# What you will do
**A.** Using the essay on Christian marriage below, decide whether each statement agrees with it: (i) the book the writer discusses was published by St Vladimir's Seminary Press; (ii) the writer was reading that book for the first time; (iii) the quoted passage says marriage needs only to be blessed and solemnized. Answer yes or no for each and quote the words of the essay that settle it.
**B.** Answer these questions from the essay on Christian marriage below:
(i) Who wrote For the Life of the World?
(ii) What theme of church weekend conferences does the essay name?
(iii) In whom does the quoted passage say the restoration of marriage takes place?

# Document text
• • • • •
The Mystery of Marriage
There are very few Christian materials on marriage today that can be deemed trustworthy. Little advice is based on adequate theological reflection in accordance with what the church believes about the nature of God and his Kingdom, whilst more are written and published by authors who apply psychological theories derived from a narcissistic and individualistic world, and who thereafter give these theories a religious face and call them “Christian”. That’s what we, the Christians, are feeding on.
These things we read have come to fuel our understanding of marriage and family. As a result of that, many Christian communities congratulate themselves on their focus on marriage and family through their worship services, their weekend conferences on “rekindling the fire of marriage” and the like, and through their other church activities. Meanwhile, many of the young adults who are yet single, just keep longing to eventually find that spouse who will share that experience of a “fired up” marriage with them so as not to feel left out. That’s what our Christianised notions of secular romanticism has done to our church, besides various other factors affecting our views on marriage and family.
I recently discovered a theologically refreshing and mind-blowing writing on marriage and family (ironically, in a book that isn’t new to me). Unlike other books specially focused on marriage, this book writes about marriage and family within the context of the sacraments of the church, because the author comes from a tradition in which marriage is a sacrament (and for good reason too). The book is For the Life of the World written by Alexander Schmemann, and published in 2004 by St Vladimir’s Seminary Press in New York. Here are some excerpts which jump out at me in polemic response to the “popular” rendition of Christian marriage and family:
…How is marriage related to the Kingdom which is to come? How is it related to the cross, the death and the resurrection of Christ? What, in other words, makes it a sacrament?
Even to raise these questions seems impossible within the whole “modern” approach to marriage, and this includes, often enough, the “Christian” approach. In the numberless “manuals of marital happiness”, in the alarming trend to make the minister a specialist in clinical sexology, in all cozy definitions of a Christian family which approve a moderate use of sex (which can be an “enriching experience”) and emphasize responsibility, savings, and Sunday School – in all this there is, indeed, no room for sacrament. We do not even remember today that marriage is, as everything else in “this world”, a fallen and distorted marriage, and that it needs not to be blessed and “solemnized” – after a rehearsal and with the help of the photographer - but restored. This restoration, furthermore is in Christ… this restoration infinitely transcends the idea of the “Christian family,” and gives marriage cosmic and universal dimensions.
• • • • •
# Entries shown
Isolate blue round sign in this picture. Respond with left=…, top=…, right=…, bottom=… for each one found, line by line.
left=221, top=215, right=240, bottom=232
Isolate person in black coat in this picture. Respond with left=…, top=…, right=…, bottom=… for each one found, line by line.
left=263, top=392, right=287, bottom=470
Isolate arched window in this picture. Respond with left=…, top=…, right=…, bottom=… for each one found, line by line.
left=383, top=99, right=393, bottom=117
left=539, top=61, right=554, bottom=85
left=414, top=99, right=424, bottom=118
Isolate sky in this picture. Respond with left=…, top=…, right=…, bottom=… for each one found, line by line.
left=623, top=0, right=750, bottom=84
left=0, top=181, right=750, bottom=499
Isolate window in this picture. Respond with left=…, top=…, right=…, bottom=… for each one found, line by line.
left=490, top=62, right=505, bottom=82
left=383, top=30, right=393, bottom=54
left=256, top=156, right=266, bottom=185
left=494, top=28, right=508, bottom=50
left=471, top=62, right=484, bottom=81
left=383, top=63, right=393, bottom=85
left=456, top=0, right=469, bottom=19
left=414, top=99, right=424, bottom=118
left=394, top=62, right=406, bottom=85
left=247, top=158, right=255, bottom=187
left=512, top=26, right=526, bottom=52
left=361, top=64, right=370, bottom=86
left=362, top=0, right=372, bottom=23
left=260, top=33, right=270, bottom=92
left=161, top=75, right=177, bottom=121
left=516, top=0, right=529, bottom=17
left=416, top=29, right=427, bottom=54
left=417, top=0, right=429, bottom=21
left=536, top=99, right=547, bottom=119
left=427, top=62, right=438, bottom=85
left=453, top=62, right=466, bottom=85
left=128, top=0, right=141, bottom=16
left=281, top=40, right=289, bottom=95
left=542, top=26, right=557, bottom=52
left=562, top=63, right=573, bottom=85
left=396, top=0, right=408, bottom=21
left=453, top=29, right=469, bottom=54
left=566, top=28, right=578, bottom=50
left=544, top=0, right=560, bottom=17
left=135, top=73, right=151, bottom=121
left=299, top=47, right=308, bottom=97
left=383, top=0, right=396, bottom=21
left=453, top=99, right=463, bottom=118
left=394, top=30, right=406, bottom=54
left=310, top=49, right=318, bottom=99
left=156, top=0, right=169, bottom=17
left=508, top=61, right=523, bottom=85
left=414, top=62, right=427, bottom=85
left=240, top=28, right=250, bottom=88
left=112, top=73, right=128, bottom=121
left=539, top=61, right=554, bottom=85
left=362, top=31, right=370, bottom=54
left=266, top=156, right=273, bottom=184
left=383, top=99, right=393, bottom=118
• • • • •
# Your written answers
**A.**
(i) Yes: "published in 2004 by St Vladimir’s Seminary Press in New York"
(ii) No: "ironically, in a book that isn’t new to me"
(iii) No: "it needs not to be blessed and “solemnized” – after a rehearsal and with the help of the photographer - but restored"

**B.**
(i) Alexander Schmemann
(ii) "rekindling the fire of marriage"
(iii) In Christ